Vermeldingen voor locatiebepaling:
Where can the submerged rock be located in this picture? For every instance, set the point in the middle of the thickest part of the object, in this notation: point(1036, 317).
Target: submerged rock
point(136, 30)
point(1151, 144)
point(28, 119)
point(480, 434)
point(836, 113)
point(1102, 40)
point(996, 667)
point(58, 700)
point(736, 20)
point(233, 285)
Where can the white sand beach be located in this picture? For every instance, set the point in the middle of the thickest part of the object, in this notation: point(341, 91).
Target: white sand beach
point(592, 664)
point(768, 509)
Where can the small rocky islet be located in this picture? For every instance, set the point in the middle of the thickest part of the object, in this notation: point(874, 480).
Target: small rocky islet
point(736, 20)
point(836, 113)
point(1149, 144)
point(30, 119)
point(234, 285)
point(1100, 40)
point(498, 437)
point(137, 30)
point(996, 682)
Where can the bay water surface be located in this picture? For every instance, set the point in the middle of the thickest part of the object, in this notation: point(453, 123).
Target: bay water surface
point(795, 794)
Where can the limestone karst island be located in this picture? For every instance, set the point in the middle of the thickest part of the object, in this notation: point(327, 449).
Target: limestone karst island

§ **Te doen**: Typ alle records hierboven volledig over, regel voor regel en zonder enige wijziging.

§ **Eindresultaat**:
Where can the submerged rock be located in this picture? For every instance, set the point in the middle of the thickest part of the object, in this notation: point(1036, 317).
Target: submerged rock
point(136, 30)
point(1151, 144)
point(28, 119)
point(480, 434)
point(836, 113)
point(1102, 40)
point(996, 667)
point(58, 700)
point(736, 20)
point(233, 285)
Where can the white sand beach be located in this picture? For every instance, set the point in the middle of the thickest part of the object, in this notation: point(341, 91).
Target: white sand beach
point(592, 664)
point(768, 509)
Where can the small rocky islet be located in this picture? For every instance, set the point in the middle of the thickest part of the object, in this notation: point(874, 480).
Target: small rocky islet
point(736, 20)
point(836, 113)
point(1149, 144)
point(30, 119)
point(234, 285)
point(1100, 40)
point(498, 437)
point(137, 30)
point(996, 682)
Where can the bay water surface be located in this picture? For every instance, set the point in the middle of the thickest part of the object, in this notation: point(453, 123).
Target: bay water surface
point(795, 794)
Where can the limestone karst island be located in this picture? For every instance, set the point in the middle of the thickest part of the object, in this notation: point(327, 449).
Target: limestone karst island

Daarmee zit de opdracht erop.